| YOUR TASK |
Could you repeat all of the entries exactly, leaving out any pictures?

| DATA SECTION |
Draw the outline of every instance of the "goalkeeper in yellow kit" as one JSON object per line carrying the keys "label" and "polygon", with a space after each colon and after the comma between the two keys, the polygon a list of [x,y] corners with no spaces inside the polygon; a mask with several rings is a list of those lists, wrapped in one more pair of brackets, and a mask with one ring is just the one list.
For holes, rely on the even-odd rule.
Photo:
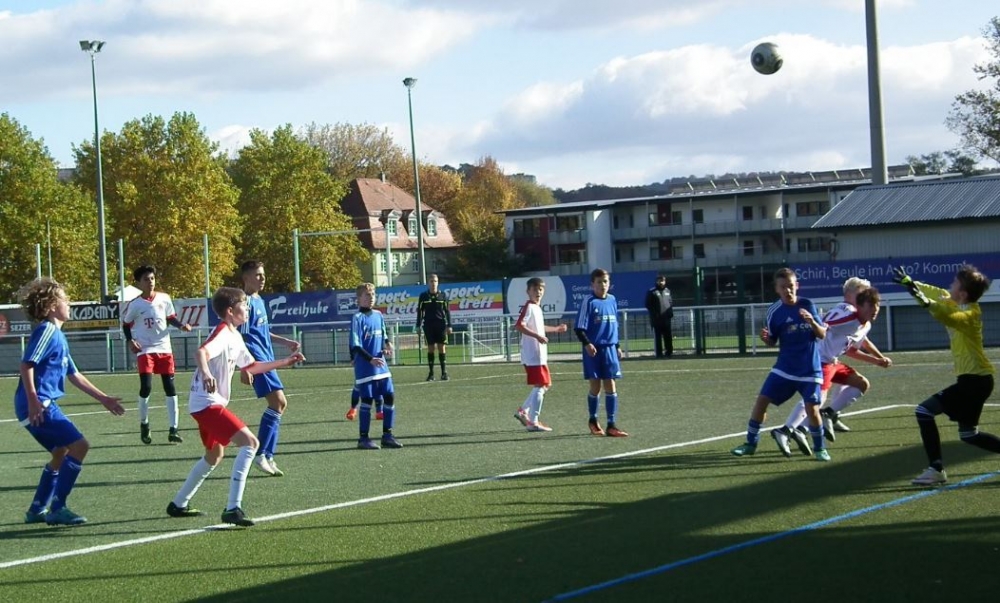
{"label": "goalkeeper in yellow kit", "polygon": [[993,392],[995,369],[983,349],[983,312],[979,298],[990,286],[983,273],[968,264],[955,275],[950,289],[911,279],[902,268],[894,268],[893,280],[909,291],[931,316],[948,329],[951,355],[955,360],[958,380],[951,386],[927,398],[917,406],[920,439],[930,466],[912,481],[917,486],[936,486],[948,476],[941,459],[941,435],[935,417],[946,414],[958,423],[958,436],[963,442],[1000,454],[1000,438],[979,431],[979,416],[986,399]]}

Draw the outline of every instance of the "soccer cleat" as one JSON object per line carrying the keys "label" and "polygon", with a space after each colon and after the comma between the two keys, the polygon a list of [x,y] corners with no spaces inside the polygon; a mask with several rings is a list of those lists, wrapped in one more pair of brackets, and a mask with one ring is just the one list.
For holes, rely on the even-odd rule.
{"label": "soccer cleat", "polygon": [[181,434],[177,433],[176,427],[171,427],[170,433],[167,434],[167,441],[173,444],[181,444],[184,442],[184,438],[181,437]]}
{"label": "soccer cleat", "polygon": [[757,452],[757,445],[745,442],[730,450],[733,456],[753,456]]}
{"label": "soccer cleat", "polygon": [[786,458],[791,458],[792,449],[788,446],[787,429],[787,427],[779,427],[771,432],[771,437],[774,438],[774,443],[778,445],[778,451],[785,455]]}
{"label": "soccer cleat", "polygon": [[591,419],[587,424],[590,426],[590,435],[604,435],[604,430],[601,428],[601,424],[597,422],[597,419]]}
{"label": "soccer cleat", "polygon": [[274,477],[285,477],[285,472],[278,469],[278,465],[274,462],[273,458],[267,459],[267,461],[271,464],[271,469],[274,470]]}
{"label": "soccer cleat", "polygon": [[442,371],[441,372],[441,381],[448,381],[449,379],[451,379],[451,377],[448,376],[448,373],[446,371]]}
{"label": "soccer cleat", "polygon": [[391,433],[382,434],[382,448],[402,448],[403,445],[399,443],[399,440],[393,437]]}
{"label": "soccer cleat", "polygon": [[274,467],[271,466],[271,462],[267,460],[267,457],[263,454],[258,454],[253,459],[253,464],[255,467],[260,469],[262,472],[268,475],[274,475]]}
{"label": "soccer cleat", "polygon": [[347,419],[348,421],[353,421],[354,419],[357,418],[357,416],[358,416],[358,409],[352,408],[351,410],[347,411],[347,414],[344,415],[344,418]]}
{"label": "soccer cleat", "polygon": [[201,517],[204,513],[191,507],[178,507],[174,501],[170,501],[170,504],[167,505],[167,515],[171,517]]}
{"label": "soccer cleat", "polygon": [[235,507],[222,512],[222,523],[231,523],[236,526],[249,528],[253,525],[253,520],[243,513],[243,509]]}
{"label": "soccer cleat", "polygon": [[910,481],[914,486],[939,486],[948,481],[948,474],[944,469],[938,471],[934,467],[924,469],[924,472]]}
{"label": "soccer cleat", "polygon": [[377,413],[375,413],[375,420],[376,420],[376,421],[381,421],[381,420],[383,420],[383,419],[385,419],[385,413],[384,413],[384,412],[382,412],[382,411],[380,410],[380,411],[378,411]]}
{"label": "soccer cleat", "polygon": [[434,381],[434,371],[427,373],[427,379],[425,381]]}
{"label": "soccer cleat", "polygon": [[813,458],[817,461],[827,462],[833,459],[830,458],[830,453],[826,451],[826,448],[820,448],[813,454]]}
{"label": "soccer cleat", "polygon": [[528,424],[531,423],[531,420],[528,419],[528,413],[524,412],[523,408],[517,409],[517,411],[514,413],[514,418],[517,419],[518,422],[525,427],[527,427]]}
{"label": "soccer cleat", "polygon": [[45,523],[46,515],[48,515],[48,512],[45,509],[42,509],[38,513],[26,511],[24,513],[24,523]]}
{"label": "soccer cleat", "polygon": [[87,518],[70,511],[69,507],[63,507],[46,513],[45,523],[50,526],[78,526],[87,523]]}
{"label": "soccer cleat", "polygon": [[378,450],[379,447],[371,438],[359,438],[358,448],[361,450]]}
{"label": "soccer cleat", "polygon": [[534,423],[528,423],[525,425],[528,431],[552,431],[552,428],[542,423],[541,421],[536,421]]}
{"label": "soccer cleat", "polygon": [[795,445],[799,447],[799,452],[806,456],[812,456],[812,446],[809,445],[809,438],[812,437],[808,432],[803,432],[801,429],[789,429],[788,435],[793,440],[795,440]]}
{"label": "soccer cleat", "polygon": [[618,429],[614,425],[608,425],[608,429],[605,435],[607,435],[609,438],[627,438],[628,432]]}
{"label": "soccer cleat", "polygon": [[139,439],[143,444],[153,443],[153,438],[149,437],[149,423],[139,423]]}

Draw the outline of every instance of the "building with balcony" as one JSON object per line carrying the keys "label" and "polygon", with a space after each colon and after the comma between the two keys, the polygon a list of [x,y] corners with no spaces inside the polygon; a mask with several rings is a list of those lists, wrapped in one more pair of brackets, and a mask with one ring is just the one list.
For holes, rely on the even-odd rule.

| TASK ANSWER |
Draw the outline of every instance of the "goalkeeper in yellow kit" as one JSON object per line carrying the keys "label" and "polygon", with a space after each colon and after the comma between the two keys, the polygon a list of [x,y] corners with no spaces inside the polygon; a mask with several rings is a list of those lists, wrapped in one more pair of brackets, and a mask with one ring is just the one list.
For holes, rely on the even-odd rule.
Photo:
{"label": "goalkeeper in yellow kit", "polygon": [[993,392],[995,369],[983,349],[983,312],[979,298],[990,286],[983,273],[968,264],[955,275],[950,289],[911,279],[902,268],[894,268],[893,280],[909,291],[931,316],[948,329],[951,355],[955,360],[958,380],[951,386],[927,398],[917,406],[920,439],[930,466],[912,481],[917,486],[936,486],[948,476],[941,459],[941,435],[935,417],[946,414],[958,423],[958,436],[963,442],[1000,454],[1000,438],[979,431],[979,416],[986,399]]}

Draw the outline of every instance of the "soccer cleat" as one JSON object per line carrying the keys "label" and "polygon", with a space after each colon and after the comma between the two keys, the polygon a list of [x,y] corners with no spaces inside the polygon; a mask with several rings is a list of those lists, wrapped in one more pair of brackets, and a mask with one ring is just the one list.
For holes, rely on the even-odd rule.
{"label": "soccer cleat", "polygon": [[181,434],[177,433],[176,427],[171,427],[170,433],[167,434],[167,441],[173,444],[181,444],[184,442],[184,438],[181,437]]}
{"label": "soccer cleat", "polygon": [[757,452],[757,445],[745,442],[730,450],[733,456],[753,456]]}
{"label": "soccer cleat", "polygon": [[786,458],[791,458],[792,449],[788,446],[787,429],[787,427],[779,427],[771,432],[771,437],[774,438],[774,443],[778,445],[778,451],[785,455]]}
{"label": "soccer cleat", "polygon": [[591,419],[587,424],[590,426],[590,435],[604,435],[604,430],[601,428],[601,424],[597,422],[597,419]]}
{"label": "soccer cleat", "polygon": [[274,477],[285,477],[285,472],[278,469],[278,465],[274,462],[273,458],[267,459],[267,461],[271,464],[271,469],[274,470]]}
{"label": "soccer cleat", "polygon": [[442,371],[441,372],[441,381],[448,381],[449,379],[451,379],[451,377],[448,376],[448,373],[446,371]]}
{"label": "soccer cleat", "polygon": [[391,433],[382,434],[382,448],[402,448],[403,445],[399,443],[399,440],[393,437]]}
{"label": "soccer cleat", "polygon": [[274,467],[271,466],[271,462],[267,460],[267,457],[263,454],[258,454],[253,459],[253,464],[255,467],[260,469],[262,472],[268,475],[274,475]]}
{"label": "soccer cleat", "polygon": [[347,419],[348,421],[353,421],[354,419],[357,418],[357,416],[358,416],[358,409],[352,408],[351,410],[347,411],[347,414],[344,415],[344,418]]}
{"label": "soccer cleat", "polygon": [[201,517],[204,513],[191,507],[178,507],[174,501],[170,501],[170,504],[167,505],[167,515],[171,517]]}
{"label": "soccer cleat", "polygon": [[235,507],[222,512],[222,523],[231,523],[236,526],[249,528],[253,525],[253,520],[243,513],[243,509]]}
{"label": "soccer cleat", "polygon": [[910,481],[914,486],[939,486],[948,481],[948,474],[944,469],[938,471],[934,467],[924,469],[924,472]]}
{"label": "soccer cleat", "polygon": [[377,413],[375,413],[375,420],[376,420],[376,421],[381,421],[381,420],[383,420],[383,419],[385,419],[385,413],[384,413],[384,412],[382,412],[382,411],[380,410],[380,411],[378,411]]}
{"label": "soccer cleat", "polygon": [[434,381],[434,371],[427,373],[427,379],[425,381]]}
{"label": "soccer cleat", "polygon": [[813,458],[817,461],[827,462],[833,459],[830,458],[830,453],[826,451],[826,448],[820,448],[813,454]]}
{"label": "soccer cleat", "polygon": [[528,424],[531,423],[531,420],[528,419],[528,413],[524,412],[523,408],[517,409],[517,411],[514,413],[514,418],[517,419],[518,422],[525,427],[527,427]]}
{"label": "soccer cleat", "polygon": [[45,523],[46,515],[48,515],[48,512],[45,509],[42,509],[38,513],[26,511],[24,513],[24,523]]}
{"label": "soccer cleat", "polygon": [[87,518],[70,511],[69,507],[63,507],[46,513],[45,523],[50,526],[78,526],[87,523]]}
{"label": "soccer cleat", "polygon": [[378,450],[379,447],[371,438],[359,438],[358,448],[361,450]]}
{"label": "soccer cleat", "polygon": [[534,423],[528,423],[525,425],[528,431],[552,431],[552,428],[542,423],[541,421],[536,421]]}
{"label": "soccer cleat", "polygon": [[795,445],[799,447],[799,452],[806,456],[812,456],[812,446],[809,445],[809,438],[812,437],[808,432],[803,432],[801,429],[789,429],[788,435],[793,440],[795,440]]}
{"label": "soccer cleat", "polygon": [[618,429],[614,425],[608,425],[608,429],[605,435],[607,435],[609,438],[627,438],[628,432]]}
{"label": "soccer cleat", "polygon": [[139,439],[143,444],[153,443],[153,438],[149,437],[149,423],[139,423]]}

Draw the outline of every instance of the "building with balcony" as one JSON object per line carrying the keys "label" and "polygon", with a space after each colon and after the comma between the two keys, the polygon a list of [x,y] corners with no spaces inside the polygon; a mask with several rings is a list of those lists, wrapped in one more pair of brackets, and a mask with one ring is just the one list.
For holes, rely on the even-odd rule.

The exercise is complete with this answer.